◆ YOUR TASK
Would you restate, exactly as they appear, the lines from the one containing "of the orange" through the end of the data below?

◆ INPUT ROWS
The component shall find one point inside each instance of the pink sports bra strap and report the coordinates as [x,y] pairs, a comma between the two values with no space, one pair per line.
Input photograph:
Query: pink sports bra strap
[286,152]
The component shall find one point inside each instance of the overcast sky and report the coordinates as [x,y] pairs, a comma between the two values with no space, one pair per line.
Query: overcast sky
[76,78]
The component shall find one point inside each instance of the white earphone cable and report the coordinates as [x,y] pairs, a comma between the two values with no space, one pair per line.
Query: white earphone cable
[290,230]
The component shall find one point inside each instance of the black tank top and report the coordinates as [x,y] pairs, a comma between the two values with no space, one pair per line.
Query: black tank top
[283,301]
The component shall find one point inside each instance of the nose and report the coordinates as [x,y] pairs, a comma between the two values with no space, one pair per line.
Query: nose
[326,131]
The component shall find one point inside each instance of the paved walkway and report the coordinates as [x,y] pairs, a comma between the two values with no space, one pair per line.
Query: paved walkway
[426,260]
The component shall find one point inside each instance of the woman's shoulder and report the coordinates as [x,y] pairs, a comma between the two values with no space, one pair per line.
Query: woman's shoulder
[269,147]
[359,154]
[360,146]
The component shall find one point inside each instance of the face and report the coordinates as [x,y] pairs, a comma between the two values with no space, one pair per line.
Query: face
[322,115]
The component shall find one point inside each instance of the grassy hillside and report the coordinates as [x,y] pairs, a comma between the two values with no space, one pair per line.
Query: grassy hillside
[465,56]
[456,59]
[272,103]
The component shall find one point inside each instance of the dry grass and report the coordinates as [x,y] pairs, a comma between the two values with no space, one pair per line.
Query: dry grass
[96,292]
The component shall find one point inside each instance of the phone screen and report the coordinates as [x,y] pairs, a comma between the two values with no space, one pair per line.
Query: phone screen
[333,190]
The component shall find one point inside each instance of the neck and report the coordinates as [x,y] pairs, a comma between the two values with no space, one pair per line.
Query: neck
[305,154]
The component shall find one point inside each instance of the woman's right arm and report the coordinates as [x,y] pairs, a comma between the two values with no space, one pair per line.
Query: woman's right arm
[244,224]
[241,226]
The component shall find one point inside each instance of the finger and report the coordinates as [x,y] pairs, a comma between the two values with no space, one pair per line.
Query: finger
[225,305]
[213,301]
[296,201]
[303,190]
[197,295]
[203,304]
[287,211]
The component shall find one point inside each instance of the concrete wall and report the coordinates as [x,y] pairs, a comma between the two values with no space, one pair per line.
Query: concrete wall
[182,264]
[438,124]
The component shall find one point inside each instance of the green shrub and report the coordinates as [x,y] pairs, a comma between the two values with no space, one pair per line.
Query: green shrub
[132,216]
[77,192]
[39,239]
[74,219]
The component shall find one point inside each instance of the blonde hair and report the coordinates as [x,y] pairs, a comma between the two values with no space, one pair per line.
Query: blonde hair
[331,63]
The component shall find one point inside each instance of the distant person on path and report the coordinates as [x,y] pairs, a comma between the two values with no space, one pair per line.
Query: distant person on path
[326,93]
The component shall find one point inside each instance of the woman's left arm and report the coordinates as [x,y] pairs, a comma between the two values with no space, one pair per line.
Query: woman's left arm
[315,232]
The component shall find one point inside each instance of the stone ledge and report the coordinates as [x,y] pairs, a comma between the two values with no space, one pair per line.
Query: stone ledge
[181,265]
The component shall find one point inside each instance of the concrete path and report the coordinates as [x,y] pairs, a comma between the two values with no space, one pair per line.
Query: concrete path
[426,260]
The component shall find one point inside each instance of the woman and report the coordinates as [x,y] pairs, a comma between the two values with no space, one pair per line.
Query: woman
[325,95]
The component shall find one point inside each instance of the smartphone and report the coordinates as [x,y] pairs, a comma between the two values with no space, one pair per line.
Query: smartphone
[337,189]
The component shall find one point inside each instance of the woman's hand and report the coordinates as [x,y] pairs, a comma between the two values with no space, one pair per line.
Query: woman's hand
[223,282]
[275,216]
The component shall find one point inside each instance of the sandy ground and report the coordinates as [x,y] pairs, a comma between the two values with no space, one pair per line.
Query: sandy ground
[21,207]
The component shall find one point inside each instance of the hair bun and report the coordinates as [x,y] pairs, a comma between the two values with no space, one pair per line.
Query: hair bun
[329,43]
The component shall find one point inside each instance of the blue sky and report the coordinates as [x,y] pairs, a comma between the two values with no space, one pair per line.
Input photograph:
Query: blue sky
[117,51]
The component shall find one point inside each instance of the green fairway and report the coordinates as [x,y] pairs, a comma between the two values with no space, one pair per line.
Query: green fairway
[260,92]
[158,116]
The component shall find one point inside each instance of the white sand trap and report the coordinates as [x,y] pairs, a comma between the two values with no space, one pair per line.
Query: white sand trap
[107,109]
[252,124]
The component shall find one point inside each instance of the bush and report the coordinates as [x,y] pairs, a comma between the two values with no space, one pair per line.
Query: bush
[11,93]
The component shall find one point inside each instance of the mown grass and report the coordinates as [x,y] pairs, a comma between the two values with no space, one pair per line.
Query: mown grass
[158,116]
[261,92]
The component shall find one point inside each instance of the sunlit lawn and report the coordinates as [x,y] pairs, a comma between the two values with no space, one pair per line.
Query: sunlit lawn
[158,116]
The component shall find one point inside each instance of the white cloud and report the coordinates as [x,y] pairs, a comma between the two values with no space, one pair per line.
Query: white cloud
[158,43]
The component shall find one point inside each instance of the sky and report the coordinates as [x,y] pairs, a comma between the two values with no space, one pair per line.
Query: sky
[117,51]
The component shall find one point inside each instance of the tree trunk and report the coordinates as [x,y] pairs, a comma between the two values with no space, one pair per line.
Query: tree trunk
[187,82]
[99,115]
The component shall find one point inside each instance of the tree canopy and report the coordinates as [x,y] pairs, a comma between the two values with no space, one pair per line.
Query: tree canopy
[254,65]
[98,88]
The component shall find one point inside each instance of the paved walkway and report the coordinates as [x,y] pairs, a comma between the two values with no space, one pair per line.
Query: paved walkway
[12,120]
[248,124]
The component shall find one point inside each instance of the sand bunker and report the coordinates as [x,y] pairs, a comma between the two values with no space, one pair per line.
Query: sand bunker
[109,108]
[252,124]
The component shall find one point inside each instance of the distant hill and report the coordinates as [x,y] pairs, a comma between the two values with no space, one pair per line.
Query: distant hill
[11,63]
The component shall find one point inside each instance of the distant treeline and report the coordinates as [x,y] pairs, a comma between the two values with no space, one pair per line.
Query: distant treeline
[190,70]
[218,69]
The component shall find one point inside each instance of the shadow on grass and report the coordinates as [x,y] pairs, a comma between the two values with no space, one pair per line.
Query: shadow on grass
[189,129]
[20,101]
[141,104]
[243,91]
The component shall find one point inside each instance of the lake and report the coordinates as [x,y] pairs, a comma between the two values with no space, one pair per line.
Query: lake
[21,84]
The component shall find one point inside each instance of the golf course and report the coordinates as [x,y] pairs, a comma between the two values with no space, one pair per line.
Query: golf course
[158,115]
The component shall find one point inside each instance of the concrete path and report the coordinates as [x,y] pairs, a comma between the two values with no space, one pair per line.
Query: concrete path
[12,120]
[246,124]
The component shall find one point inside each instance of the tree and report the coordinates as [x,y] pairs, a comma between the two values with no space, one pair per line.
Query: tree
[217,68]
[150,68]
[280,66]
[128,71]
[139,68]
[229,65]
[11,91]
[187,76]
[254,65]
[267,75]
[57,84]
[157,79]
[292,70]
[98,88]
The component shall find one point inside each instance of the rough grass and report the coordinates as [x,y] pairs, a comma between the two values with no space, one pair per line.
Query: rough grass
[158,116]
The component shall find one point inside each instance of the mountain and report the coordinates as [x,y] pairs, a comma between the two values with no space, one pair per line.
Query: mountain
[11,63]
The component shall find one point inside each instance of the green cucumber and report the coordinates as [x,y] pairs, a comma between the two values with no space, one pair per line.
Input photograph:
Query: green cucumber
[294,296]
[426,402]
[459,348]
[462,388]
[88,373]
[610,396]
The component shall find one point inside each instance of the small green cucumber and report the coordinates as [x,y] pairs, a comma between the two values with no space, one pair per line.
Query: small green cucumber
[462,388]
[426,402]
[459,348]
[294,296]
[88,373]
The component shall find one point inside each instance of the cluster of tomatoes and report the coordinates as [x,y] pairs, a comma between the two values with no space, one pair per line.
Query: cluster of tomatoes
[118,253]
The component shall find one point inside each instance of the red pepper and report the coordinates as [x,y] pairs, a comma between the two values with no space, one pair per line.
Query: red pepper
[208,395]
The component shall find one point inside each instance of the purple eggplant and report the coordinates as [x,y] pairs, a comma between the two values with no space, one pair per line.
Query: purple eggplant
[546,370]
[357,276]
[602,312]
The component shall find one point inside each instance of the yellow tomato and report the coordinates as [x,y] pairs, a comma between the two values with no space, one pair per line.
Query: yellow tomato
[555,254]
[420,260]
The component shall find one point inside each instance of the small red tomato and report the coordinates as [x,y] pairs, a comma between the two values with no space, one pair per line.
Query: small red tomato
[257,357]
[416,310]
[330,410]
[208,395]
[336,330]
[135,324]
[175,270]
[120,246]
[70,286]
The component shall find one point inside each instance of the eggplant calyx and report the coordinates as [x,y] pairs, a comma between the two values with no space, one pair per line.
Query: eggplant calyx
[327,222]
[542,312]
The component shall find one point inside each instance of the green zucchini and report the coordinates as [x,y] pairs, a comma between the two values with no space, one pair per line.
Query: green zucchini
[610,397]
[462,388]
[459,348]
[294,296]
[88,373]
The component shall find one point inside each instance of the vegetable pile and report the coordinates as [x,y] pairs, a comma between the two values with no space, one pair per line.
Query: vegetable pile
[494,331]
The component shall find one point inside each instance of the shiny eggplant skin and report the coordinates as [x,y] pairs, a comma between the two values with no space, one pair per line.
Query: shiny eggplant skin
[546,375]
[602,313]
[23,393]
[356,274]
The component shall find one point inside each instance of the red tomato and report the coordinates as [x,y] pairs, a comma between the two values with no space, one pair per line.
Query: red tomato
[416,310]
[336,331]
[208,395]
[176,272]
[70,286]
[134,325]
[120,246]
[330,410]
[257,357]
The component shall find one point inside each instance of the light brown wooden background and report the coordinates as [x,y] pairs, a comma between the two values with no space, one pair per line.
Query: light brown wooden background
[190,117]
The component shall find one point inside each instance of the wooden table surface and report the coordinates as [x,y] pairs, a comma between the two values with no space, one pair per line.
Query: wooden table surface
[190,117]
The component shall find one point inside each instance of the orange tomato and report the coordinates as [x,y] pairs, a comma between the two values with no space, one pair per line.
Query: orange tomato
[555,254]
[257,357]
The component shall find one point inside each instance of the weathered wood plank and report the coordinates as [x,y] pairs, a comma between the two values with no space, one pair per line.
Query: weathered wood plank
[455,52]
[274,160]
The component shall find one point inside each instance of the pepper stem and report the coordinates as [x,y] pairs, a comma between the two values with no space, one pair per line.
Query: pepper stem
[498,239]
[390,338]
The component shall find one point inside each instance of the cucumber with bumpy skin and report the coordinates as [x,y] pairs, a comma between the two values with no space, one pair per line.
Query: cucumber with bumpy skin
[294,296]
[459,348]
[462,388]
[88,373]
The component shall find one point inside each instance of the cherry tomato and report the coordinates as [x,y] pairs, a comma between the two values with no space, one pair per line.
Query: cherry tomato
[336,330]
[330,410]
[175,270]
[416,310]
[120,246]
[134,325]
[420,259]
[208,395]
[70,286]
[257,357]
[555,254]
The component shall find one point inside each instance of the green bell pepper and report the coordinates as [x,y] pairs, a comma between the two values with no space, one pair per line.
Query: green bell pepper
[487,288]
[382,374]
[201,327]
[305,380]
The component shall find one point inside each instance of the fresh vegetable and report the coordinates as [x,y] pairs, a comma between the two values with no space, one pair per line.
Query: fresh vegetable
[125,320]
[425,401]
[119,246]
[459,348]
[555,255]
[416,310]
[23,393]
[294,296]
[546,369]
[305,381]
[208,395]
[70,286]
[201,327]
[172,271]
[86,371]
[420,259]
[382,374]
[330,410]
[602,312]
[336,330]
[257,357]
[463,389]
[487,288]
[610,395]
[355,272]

◆ CORRECT RESPONSE
The component shall find one point inside each instance of the orange tomato and report the coordinates as [x,y] pairs, a comma between the two values with no space, one pair per line.
Query: orange tomato
[555,254]
[257,357]
The component shall find one point inside each instance of the weathered wood plank and report the coordinates as [x,y] pairs, a comma between the two values with no space, one pair per line.
Query: weathered wood plank
[455,52]
[274,160]
The component shall find one point inside each instance of the pepper stem and report the coordinates as [x,y] pairs, a comma between the two values with no space, one pair per line.
Query: pepper stem
[498,239]
[390,338]
The component shall find one point inside each instance of the cucumber with bumpy skin and report the coordinates as [x,y] pairs, a comma between the two values with no space, one pair per line.
Query: cucumber with bumpy skin
[294,296]
[459,348]
[462,388]
[88,373]
The component shall find one point inside each instance of the cherry tomato and report the coordinates as [x,y] pairs, a comma between the two values with no space, one pair per line.
Query: cherry tomato
[336,330]
[330,410]
[175,270]
[416,310]
[120,246]
[134,325]
[420,259]
[208,395]
[70,286]
[257,357]
[555,254]
The component shall find one point inside each instance of the green bell pepper and report the coordinates as [x,y] pairs, a comma between the two values with no space, one pair per line.
Query: green bell pepper
[487,288]
[382,374]
[201,327]
[305,380]
The component shall find one point inside each instance of the fresh vegetable and report the coordinates as [x,y] pairs, a comma between the two values with no space, one pair per line.
Query: fresh vegetable
[125,320]
[425,401]
[119,246]
[459,348]
[555,255]
[416,310]
[23,393]
[294,296]
[546,369]
[305,381]
[208,395]
[70,286]
[201,327]
[172,271]
[86,371]
[420,259]
[382,374]
[330,410]
[602,312]
[336,330]
[257,357]
[463,389]
[487,288]
[610,395]
[355,272]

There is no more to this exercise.